[[ Records for this exercise, beginning ]]
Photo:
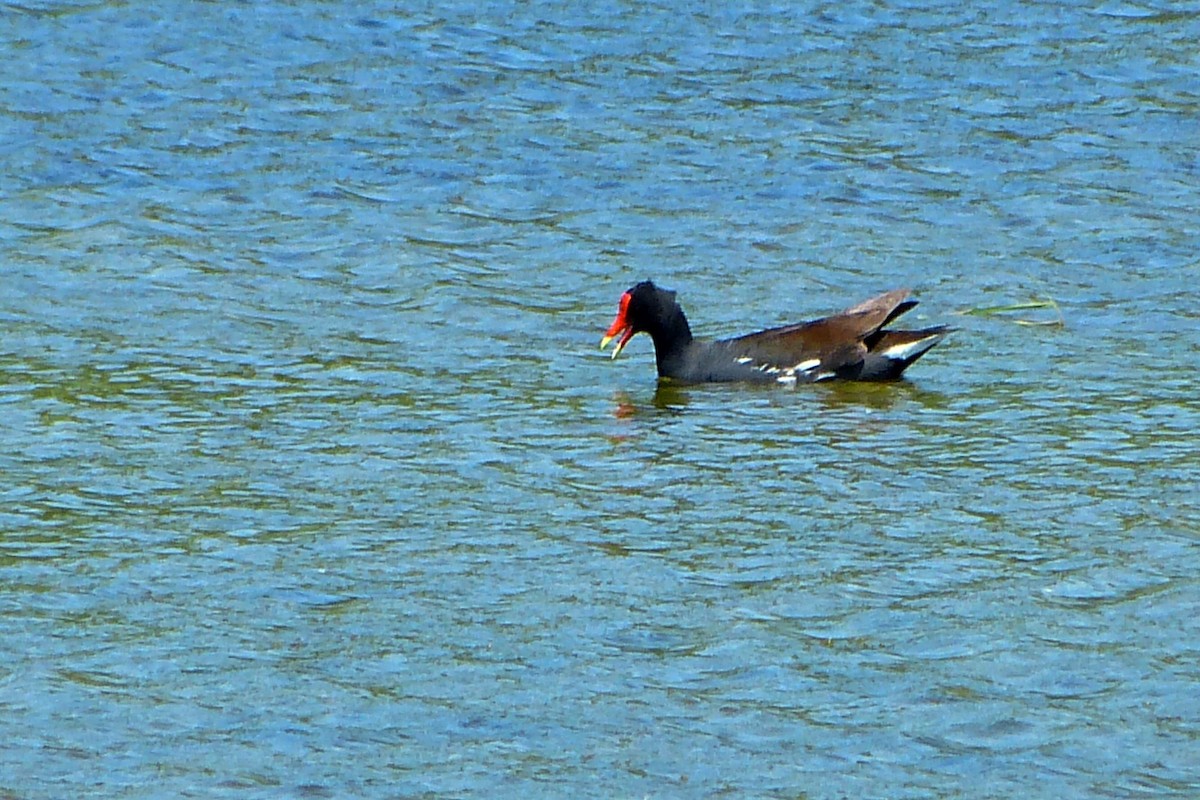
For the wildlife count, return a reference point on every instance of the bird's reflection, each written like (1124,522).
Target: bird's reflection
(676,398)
[[ Records for this exercise, end ]]
[[ Records for this exercise, beginning ]]
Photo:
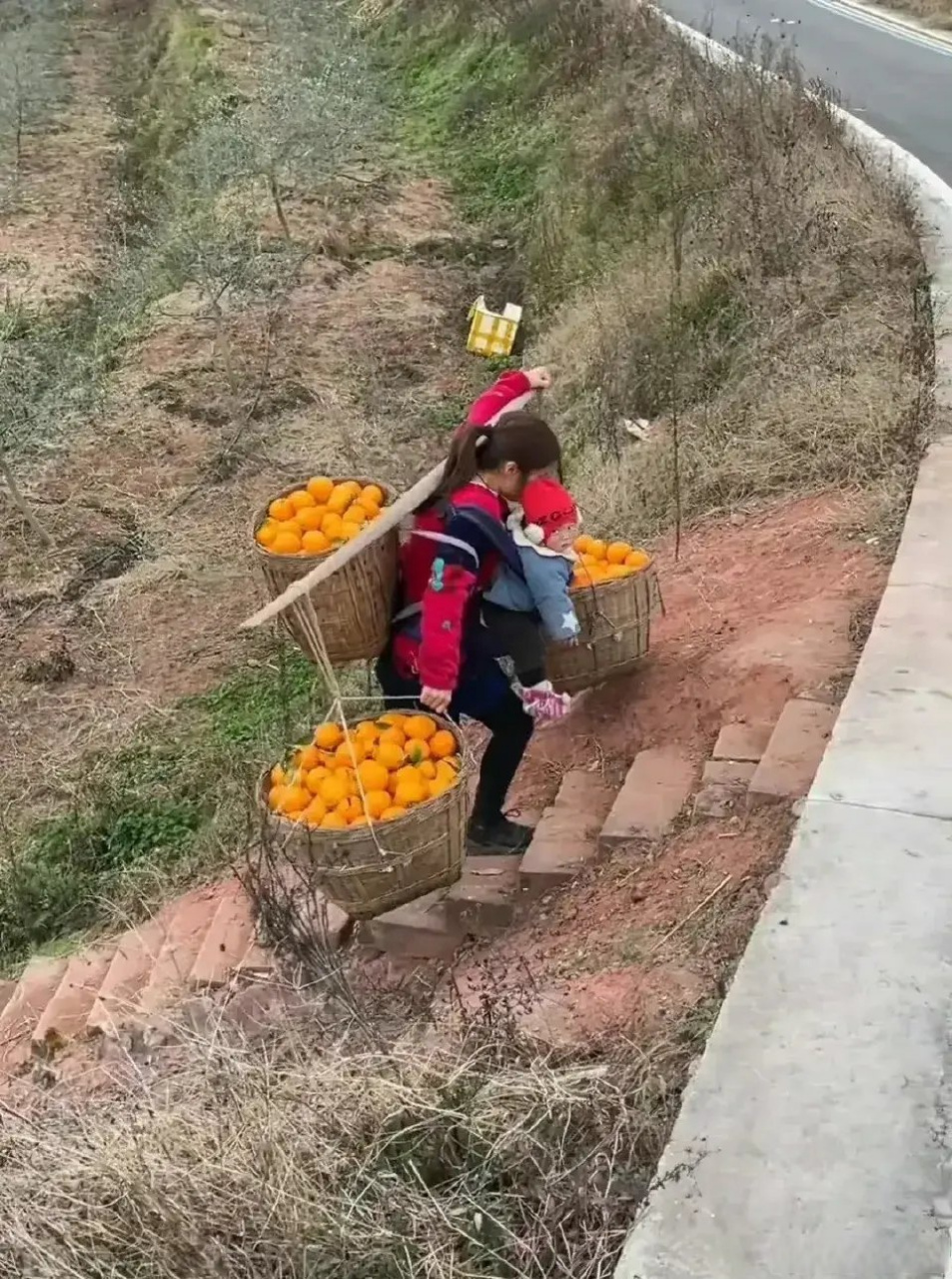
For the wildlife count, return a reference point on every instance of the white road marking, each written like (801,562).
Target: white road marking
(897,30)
[[ Records for this exercise, end ]]
:: Problem details ::
A single number is the whole answer: the number of lines in the entries that include "like".

:: Solved exercise ::
2